EXCERPT TO READ:
(begin)

## Train a model with linear data using XGBoost algorithm
###  Model is trained with XGBoost installed in notebook instance
###  In the later examples, we will train using SageMaker's XGBoost algorithm

In [None]:
# Install xgboost in notebook instance.
#### Command to install xgboost
!conda install -y -c conda-forge xgboost

In [None]:
%matplotlib inline
import sys
import numpy as np
import pandas as pd
import matplotlib.pyplot as plt
import xgboost as xgb

In [None]:
df = pd.read_csv('linear_all.csv')

In [None]:
df.head()

In [None]:
plt.scatter(x=df.x,y=df.y,label='ideal fit')
plt.scatter(x=df.x,y=df.y_noisy, color='r',marker='+',label='Target')
plt.grid(True)
plt.xlabel('Input Feature')
plt.ylabel('Target')
plt.legend()

In [None]:
train_file = 'linear_train.csv'
validation_file = 'linear_validation.csv'

In [None]:
# Specify the column names as the file does not have column header
df_train = pd.read_csv(train_file,names=['y_noisy','x'])
df_validation = pd.read_csv(validation_file,names=['y_noisy','x'])

In [None]:
df_train.head()

In [None]:
df_validation.head()

(end)

PROBLEM 1:
Render the records from the line containing "TARGET = lake water" through the end of the records, both ends included, as a two-column CSV with the header instruction,points. Give one row per request, with the request text and its answer each in a single quoted field and any line breaks replaced by spaces.
The notebook and the records are unrelated material.

SOURCE MATERIAL:
(begin)

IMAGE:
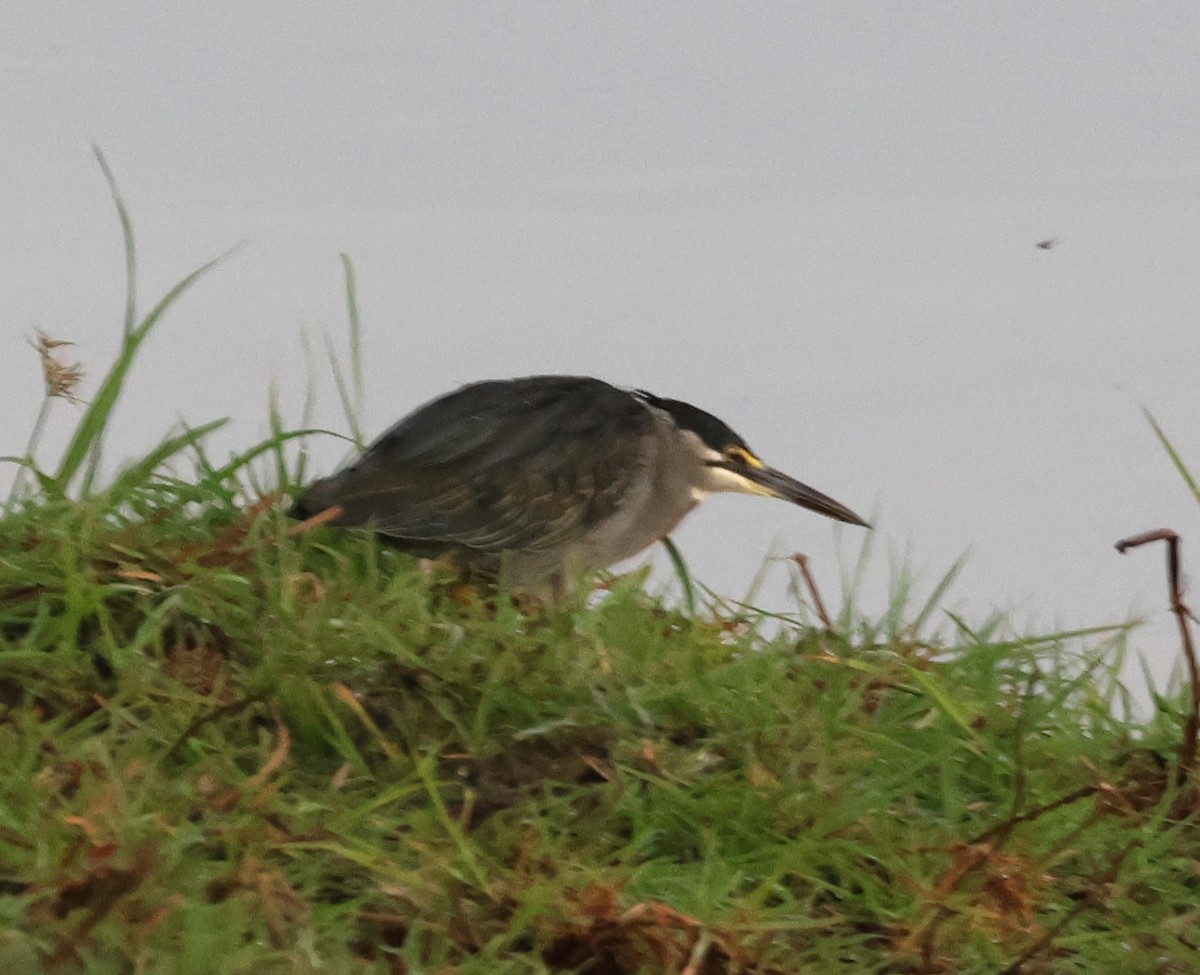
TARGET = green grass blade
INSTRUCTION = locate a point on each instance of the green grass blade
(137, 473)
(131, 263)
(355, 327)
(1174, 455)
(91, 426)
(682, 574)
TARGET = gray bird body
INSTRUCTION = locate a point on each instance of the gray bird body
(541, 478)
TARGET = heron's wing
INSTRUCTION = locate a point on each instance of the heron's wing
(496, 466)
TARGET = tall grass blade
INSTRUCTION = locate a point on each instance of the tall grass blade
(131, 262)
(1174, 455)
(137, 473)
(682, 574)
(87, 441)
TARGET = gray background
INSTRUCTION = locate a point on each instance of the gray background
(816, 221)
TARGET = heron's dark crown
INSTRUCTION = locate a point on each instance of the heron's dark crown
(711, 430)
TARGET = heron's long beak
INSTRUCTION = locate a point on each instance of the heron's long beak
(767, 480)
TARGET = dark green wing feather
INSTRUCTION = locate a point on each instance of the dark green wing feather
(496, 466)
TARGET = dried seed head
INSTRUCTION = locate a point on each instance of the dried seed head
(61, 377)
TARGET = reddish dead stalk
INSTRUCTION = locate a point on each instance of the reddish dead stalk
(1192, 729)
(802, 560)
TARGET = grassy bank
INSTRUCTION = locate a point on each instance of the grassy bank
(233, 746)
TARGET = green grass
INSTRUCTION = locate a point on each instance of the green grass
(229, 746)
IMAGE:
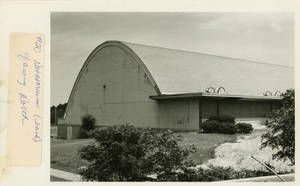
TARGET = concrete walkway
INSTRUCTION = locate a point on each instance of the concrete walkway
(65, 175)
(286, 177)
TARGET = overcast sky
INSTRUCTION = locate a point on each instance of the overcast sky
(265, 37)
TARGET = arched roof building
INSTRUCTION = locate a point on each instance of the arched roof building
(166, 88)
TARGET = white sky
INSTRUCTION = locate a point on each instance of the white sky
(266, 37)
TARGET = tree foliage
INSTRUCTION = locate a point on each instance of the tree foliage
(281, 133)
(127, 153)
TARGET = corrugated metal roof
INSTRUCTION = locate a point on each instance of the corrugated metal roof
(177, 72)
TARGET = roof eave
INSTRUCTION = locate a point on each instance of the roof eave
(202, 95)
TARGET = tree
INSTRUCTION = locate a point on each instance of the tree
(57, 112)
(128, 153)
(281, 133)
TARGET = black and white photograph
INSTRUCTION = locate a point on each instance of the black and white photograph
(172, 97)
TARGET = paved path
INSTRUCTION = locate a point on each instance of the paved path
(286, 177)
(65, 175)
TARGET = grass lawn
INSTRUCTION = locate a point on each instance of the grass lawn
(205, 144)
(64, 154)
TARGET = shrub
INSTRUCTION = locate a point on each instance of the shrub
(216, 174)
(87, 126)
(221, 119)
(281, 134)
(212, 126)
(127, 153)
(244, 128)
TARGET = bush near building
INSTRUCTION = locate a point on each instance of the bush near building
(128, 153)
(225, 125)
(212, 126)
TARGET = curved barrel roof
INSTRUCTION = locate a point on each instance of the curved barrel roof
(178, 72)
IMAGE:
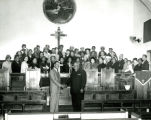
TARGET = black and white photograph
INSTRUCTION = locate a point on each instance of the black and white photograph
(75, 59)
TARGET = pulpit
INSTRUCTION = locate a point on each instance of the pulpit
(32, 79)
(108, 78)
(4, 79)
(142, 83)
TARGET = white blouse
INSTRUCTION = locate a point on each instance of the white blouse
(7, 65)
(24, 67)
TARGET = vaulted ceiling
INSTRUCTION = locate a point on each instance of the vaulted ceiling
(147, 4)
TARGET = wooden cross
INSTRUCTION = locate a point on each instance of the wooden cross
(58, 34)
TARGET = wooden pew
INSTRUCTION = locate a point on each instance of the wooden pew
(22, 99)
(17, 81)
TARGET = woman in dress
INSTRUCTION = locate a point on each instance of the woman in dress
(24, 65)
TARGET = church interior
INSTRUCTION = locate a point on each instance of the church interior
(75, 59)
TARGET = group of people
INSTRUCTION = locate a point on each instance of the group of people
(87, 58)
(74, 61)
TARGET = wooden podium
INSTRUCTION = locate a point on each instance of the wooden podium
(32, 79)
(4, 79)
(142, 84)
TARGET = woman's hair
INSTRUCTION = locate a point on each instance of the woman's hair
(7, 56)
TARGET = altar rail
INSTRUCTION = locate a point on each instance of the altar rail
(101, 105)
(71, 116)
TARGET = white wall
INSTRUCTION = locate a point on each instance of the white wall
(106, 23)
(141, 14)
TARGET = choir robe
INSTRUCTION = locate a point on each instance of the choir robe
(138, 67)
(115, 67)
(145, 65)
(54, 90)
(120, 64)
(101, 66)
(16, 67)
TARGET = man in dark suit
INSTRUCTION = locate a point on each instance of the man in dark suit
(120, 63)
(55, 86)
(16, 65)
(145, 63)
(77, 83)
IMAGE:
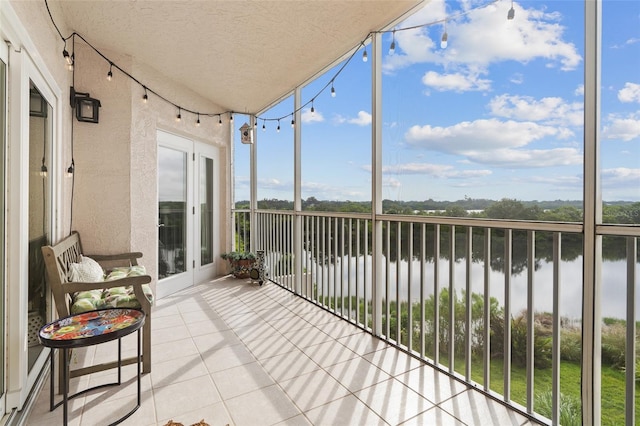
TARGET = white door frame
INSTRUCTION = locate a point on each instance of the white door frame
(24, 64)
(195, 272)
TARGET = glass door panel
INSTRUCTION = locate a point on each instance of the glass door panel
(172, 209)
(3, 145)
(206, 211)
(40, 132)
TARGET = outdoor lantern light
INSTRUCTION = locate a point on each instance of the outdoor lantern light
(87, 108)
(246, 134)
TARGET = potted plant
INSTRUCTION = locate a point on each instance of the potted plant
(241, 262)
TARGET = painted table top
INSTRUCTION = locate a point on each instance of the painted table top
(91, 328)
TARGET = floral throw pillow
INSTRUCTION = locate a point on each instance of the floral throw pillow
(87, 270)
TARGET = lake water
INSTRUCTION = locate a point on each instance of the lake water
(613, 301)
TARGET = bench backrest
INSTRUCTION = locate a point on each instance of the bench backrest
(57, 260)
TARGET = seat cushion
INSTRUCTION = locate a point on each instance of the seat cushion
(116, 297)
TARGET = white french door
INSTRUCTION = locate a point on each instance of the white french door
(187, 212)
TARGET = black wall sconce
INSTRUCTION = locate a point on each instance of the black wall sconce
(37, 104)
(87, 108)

(end)

PROBLEM 2:
Continue the notebook on training a model with linear data using XGBoost from the point where it ends.

FINAL ANSWER 1:
instruction,points
"TARGET = lake water INSTRUCTION = locate a point on each instance of the lake water","(613, 301)"
"TARGET = bench backrest INSTRUCTION = locate a point on each instance of the bench backrest","(57, 260)"
"TARGET = seat cushion INSTRUCTION = locate a point on each instance of the seat cushion","(116, 297)"
"TARGET = white french door INSTRUCTION = locate a point on each instance of the white french door","(187, 212)"
"TARGET = black wall sconce INSTRUCTION = locate a point on each instance of the black wall sconce","(37, 104) (87, 108)"

FINAL ANSWER 2:
In [None]:
plt.scatter(x=df_train.x,y=df_train.y_noisy,label='Training')
plt.scatter(x=df_validation.x,y=df_validation.y_noisy, color='r',marker='+',label='Validation')
plt.grid(True)
plt.xlabel('Input Feature')
plt.ylabel('Target')
plt.title('Training and Validation Data')
plt.legend()

In [None]:
X_train = df_train.iloc[:,1:] # Features: 1st column onwards 
y_train = df_train.iloc[:,0].ravel() # Target: 0th column

X_validation = df_validation.iloc[:,1:]
y_validation = df_validation.iloc[:,0].ravel()

In [None]:
# max_depth = 5,objective="reg:linear",num_round = 50
regressor = xgb.XGBRegressor()

In [None]:
regressor

In [None]:
regressor.fit(X_train,y_train, eval_set = [(X_train, y_train), (X_validation, y_validation)])

In [None]:
eval_result = regressor.evals_result()

In [None]:
eval_result

In [None]:
training_rounds = range(len(eval_result['validation_0']['rmse']))

In [None]:
print(training_rounds)

In [None]:
plt.scatter(x=training_rounds,y=eval_result['validation_0']['rmse'],label='Training Error')
plt.scatter(x=training_rounds,y=eval_result['validation_1']['rmse'],label='Validation Error')
plt.grid(True)
plt.xlabel('Iterations')
plt.ylabel('RMSE')
plt.title('Training Vs Validation Error')
plt.legend()

In [None]:
xgb.plot_importance(regressor)

In [None]:
df.head()

In [None]:
X_test = df.iloc[:,:1]
print(X_test[:5])

In [None]:
# This works
type(X_test)

In [None]:
# This does not work
type(df.iloc[:5,0])

In [None]:
result = regressor.predict(X_test)

In [None]:
result[:5]

In [None]:
df['y_predicted'] = result

In [None]:
df.head()

In [None]:
plt.scatter(x=df.x,y=df.y_noisy,color='r',label='actual')
plt.scatter(x=df.x,y=df.y_predicted,color='b',label='predicted')
plt.grid(True)
plt.legend()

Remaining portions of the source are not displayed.